**Work instruction**: Report the tally of lines featuring the word "chair" in the entries below, without anything else.

**Records provided**:

○ ○ ○ ○ ○ ○ ○

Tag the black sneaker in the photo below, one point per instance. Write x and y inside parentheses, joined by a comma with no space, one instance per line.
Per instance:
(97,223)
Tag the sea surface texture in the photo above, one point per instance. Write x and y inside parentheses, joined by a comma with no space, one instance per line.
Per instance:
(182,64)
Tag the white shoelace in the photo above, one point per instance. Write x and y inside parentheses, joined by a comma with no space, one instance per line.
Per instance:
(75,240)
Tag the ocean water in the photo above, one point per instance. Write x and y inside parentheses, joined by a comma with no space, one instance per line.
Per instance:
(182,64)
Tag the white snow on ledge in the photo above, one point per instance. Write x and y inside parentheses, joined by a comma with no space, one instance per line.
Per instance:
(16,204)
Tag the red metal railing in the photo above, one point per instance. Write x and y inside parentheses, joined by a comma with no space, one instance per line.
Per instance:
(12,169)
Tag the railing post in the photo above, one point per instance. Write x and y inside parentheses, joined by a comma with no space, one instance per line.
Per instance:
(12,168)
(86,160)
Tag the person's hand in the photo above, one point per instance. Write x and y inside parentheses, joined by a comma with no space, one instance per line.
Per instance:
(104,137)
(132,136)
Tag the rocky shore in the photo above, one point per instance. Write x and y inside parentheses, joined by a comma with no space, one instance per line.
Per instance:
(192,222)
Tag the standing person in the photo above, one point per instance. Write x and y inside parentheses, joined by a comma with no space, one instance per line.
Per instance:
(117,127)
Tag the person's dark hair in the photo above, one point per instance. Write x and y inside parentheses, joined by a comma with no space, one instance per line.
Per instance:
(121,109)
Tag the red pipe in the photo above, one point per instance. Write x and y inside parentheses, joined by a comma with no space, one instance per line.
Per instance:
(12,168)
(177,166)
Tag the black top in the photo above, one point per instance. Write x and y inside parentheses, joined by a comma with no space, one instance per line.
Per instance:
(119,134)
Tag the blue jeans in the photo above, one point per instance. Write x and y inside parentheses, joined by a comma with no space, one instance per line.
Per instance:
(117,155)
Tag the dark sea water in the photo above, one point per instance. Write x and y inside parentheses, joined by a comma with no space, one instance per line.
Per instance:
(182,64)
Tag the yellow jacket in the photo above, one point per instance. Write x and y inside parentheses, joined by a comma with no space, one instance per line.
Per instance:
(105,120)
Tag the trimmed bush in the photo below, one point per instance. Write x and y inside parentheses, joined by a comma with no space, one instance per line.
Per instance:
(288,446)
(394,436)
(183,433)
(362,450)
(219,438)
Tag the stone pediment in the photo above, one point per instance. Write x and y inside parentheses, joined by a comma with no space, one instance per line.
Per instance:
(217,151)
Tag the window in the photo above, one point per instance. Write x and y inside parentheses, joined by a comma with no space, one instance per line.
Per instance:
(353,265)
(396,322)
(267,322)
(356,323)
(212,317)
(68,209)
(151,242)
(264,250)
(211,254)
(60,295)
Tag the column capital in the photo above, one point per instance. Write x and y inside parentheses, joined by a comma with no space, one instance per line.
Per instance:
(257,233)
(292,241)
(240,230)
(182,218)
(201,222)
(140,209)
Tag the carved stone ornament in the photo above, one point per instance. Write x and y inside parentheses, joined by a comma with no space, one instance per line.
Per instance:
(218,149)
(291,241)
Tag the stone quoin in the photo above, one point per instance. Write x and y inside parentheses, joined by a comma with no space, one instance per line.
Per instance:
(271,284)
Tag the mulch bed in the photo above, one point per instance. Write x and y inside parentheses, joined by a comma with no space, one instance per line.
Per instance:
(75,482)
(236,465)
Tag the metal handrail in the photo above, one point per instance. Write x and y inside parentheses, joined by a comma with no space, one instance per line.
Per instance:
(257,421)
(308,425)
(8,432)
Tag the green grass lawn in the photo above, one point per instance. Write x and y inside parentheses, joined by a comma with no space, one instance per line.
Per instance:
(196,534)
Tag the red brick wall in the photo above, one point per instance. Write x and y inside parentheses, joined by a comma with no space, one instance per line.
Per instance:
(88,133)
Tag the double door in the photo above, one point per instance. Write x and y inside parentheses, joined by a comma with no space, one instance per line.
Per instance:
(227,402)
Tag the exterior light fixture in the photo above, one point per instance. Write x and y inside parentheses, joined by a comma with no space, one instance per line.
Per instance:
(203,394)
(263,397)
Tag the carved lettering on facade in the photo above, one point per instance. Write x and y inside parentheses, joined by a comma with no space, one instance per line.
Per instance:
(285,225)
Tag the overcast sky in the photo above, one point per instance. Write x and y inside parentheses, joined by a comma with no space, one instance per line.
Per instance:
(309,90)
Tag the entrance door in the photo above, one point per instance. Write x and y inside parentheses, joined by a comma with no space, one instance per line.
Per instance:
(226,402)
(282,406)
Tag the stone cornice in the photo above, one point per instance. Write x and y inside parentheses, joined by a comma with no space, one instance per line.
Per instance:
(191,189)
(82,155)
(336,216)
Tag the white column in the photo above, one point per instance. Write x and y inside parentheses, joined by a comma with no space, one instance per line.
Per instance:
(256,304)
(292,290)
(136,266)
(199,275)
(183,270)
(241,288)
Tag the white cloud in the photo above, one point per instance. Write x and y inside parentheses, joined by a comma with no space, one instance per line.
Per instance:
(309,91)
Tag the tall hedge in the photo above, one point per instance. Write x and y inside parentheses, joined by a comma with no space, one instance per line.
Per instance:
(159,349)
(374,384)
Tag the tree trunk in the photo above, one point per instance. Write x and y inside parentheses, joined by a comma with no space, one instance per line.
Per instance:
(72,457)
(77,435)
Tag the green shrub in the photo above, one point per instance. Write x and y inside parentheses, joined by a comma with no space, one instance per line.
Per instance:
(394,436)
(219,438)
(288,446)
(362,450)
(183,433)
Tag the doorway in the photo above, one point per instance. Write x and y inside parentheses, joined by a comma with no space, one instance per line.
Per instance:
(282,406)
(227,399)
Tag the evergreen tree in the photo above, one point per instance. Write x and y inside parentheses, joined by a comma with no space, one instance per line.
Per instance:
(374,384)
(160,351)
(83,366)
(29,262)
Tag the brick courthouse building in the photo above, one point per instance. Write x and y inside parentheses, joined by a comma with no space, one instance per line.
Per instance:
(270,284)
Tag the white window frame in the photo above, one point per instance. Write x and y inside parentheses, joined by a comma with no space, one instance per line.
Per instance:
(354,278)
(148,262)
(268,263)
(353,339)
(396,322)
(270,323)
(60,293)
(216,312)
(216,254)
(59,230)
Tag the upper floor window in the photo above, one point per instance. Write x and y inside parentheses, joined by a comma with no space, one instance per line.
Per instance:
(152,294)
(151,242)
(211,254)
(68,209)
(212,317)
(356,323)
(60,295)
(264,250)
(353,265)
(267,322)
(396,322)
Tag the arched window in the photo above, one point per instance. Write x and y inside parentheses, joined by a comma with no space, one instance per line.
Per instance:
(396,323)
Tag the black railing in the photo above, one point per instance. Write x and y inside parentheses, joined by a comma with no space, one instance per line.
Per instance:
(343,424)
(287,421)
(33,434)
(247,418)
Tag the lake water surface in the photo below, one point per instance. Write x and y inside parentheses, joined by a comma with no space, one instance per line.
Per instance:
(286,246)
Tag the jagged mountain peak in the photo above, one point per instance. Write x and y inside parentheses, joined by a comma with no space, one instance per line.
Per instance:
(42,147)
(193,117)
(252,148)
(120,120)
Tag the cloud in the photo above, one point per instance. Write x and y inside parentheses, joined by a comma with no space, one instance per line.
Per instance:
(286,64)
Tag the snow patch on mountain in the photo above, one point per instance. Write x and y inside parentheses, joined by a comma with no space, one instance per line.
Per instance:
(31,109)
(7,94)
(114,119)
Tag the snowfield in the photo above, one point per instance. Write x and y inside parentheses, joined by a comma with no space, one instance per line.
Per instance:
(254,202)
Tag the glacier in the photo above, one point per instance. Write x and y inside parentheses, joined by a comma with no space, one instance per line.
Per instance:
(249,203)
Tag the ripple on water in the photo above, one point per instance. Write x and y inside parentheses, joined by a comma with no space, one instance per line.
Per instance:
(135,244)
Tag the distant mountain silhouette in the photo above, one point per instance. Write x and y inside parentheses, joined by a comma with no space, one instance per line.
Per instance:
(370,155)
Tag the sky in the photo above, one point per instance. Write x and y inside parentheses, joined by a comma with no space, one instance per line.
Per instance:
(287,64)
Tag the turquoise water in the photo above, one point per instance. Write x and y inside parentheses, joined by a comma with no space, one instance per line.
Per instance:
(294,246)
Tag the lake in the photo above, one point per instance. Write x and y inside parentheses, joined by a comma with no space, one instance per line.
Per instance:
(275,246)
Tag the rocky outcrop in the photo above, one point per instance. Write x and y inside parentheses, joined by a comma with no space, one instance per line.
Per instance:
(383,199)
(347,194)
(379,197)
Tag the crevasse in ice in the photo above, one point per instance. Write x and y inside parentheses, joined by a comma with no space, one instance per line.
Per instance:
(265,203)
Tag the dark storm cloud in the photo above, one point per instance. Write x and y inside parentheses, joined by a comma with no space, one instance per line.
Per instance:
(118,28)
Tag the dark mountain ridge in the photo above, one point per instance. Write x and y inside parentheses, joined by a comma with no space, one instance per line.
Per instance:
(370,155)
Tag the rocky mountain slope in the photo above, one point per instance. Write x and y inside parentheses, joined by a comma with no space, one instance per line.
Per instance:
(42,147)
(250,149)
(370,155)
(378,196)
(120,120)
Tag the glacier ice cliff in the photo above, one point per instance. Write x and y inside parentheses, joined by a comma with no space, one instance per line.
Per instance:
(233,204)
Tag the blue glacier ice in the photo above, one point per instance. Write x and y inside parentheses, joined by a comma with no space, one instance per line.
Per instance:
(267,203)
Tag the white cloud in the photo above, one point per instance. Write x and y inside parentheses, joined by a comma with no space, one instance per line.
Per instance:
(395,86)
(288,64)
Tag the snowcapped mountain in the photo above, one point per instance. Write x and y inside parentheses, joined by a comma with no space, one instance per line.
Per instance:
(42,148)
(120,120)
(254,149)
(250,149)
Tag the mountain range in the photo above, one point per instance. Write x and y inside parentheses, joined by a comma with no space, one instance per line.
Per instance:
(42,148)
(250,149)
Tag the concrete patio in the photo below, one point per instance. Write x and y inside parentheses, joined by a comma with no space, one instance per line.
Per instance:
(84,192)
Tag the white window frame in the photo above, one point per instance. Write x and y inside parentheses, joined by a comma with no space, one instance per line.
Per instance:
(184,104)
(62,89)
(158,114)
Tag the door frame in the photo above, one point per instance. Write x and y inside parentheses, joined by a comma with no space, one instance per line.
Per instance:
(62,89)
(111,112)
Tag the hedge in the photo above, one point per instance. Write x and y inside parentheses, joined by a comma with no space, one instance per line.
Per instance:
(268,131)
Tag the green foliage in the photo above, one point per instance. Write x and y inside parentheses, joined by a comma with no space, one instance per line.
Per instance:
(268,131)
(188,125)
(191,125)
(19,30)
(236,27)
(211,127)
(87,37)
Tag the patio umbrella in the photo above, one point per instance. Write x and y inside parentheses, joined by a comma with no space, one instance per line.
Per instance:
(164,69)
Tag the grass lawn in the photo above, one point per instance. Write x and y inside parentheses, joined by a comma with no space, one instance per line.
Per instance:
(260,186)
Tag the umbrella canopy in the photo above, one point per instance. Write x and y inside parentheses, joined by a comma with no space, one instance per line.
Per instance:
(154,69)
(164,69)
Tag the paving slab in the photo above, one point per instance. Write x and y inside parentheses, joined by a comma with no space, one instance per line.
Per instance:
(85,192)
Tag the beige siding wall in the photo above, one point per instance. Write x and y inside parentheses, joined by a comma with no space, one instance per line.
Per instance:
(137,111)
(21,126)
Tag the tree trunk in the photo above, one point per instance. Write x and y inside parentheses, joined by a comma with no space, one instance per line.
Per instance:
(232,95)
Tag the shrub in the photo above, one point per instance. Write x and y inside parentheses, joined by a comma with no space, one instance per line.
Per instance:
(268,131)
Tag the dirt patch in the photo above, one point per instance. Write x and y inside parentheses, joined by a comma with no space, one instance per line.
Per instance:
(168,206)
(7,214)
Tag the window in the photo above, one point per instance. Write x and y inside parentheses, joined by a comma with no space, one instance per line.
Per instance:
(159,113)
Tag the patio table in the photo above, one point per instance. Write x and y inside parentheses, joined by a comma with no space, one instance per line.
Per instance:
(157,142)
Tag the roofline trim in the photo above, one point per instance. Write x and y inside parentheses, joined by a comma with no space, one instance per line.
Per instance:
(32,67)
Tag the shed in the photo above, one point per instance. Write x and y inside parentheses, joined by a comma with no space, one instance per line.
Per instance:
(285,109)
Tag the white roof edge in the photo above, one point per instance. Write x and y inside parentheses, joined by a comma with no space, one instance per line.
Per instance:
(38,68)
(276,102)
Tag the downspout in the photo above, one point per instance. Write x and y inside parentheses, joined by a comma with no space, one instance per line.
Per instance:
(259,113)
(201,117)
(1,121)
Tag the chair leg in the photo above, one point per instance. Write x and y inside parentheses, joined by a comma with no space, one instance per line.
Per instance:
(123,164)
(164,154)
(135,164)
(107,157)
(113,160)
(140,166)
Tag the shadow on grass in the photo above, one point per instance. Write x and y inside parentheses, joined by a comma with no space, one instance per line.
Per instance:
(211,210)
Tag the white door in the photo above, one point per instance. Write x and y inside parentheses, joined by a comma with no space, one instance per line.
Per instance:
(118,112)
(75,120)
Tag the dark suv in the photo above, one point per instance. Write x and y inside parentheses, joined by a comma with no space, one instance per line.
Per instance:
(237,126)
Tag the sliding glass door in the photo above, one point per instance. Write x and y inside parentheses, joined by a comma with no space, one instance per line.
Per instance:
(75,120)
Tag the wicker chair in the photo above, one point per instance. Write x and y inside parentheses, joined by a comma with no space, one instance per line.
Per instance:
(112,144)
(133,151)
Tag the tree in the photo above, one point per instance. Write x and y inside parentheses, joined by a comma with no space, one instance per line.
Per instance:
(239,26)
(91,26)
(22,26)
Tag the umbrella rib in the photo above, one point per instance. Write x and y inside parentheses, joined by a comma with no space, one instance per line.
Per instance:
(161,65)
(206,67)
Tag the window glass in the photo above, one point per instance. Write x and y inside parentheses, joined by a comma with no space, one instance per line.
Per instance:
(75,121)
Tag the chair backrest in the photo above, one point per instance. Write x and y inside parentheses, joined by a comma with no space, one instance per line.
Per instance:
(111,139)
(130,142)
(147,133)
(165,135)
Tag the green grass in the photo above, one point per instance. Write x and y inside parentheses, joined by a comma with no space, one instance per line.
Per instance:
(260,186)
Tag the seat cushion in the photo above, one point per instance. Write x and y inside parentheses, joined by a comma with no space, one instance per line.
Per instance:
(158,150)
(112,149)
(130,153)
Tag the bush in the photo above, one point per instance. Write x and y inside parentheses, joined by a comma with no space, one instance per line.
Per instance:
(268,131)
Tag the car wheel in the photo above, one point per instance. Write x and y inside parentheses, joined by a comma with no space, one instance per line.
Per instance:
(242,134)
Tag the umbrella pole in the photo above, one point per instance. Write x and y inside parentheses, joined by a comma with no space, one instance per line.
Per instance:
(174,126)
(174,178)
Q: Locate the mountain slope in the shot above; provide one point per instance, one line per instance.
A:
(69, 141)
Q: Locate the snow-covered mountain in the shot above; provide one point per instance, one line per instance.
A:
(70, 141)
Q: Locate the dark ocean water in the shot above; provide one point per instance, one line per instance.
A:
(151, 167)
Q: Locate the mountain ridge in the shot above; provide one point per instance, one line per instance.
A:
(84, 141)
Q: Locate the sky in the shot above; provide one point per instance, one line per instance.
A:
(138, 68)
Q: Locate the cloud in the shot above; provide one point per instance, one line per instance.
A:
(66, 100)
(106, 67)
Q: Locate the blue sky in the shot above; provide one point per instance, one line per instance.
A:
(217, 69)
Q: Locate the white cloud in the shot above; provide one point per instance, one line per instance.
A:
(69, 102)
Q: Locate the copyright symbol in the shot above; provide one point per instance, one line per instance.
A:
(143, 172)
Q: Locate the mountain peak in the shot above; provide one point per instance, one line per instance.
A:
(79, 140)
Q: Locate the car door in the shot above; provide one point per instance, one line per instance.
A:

○ ○ ○ ○ ○ ○ ○

**Exercise result**: 3